--- Start of Text excerpt ---

[Rd] Experimental Rd parser in trunk.
Duncan Murdoch
murdoch at stats.uwo.ca
Thu Nov 13 20:41:17 CET 2008
Just one additional comment in line below:
On 11/13/2008 1:44 PM, Duncan Murdoch wrote:
> On 11/13/2008 11:51 AM, Simon Urbanek wrote:
>> Duncan,
>>
>> I had a quick look at the parsers differences and I'm worried about
>> points 1. and 2. (on p.6) -- does that imply that \R{} is illegal and
>> so is any \foo{} for any macro \foo that doesn't take any arguments?
>> IMHO that would be fatal (if I understand it correctly), since that
>> construct is very often used (and I know of no alternatives) in cases
>> where you are referencing a macro that is followed by something that
>> is not a space. E.g.: 1\foo{}2 cannot be written as 1\foo2 as per 6.
>> so if \foo{} is disallowed there is no way to call \foo between 1 and
>> 2 when you don't want any spaces to be generated).

--- End of Text excerpt ---

What you will do
[1] In the Rd parser post, on which page are the two points that worry Simon Urbanek?
[2] Write the next part of the Rd parser post, starting after its last sentence.
The data placed after this text are not needed for the work asked here.

--- Start of Information provided ---

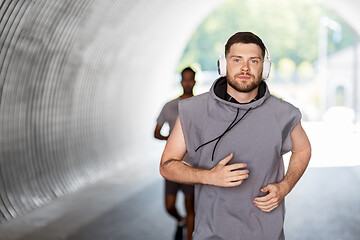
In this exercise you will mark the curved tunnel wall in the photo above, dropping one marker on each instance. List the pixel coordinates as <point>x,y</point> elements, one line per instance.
<point>78,80</point>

--- End of Information provided ---

Task responses
[1] Page 6.

[2]
>> Maybe I'm just interpreting is incorrectly, so I just wanted to point
>> out that issue.
>
> Thanks for the comment. You are interpreting it correctly, and that is
> something that probably needs to change.
>
> The reasoning behind the current choice is that macros with optional
> arguments are ambiguous: for example, in R code, {} might be part of
> the code, not something for the Rd parser. We currently have \eqn and
> \deqn that have one or two args, but they're not going to occur in R
> code, so things currently work. (But if you want to see ugly Bison
> coding, look at how those VERBMACRO2 macros are handled. The Rd format
> is not easy to parse, being a mix of latex-like stuff, R code, and just
> about anything else in verbatim sections.)
>
> So I'd really strongly prefer to say that \foo *always* requires an arg,
> rather than let it be optional, if there are circumstances where it
> needs one.
>
> If we say that \foo never takes an arg, we'll need a way to distinguish
> between the following space being significant or not. One way is to
> allow {} or some other marker that signals a break without inserting
> anything, and is only interpreted in Latex-like mode. Another way (that
> I prefer) is described below.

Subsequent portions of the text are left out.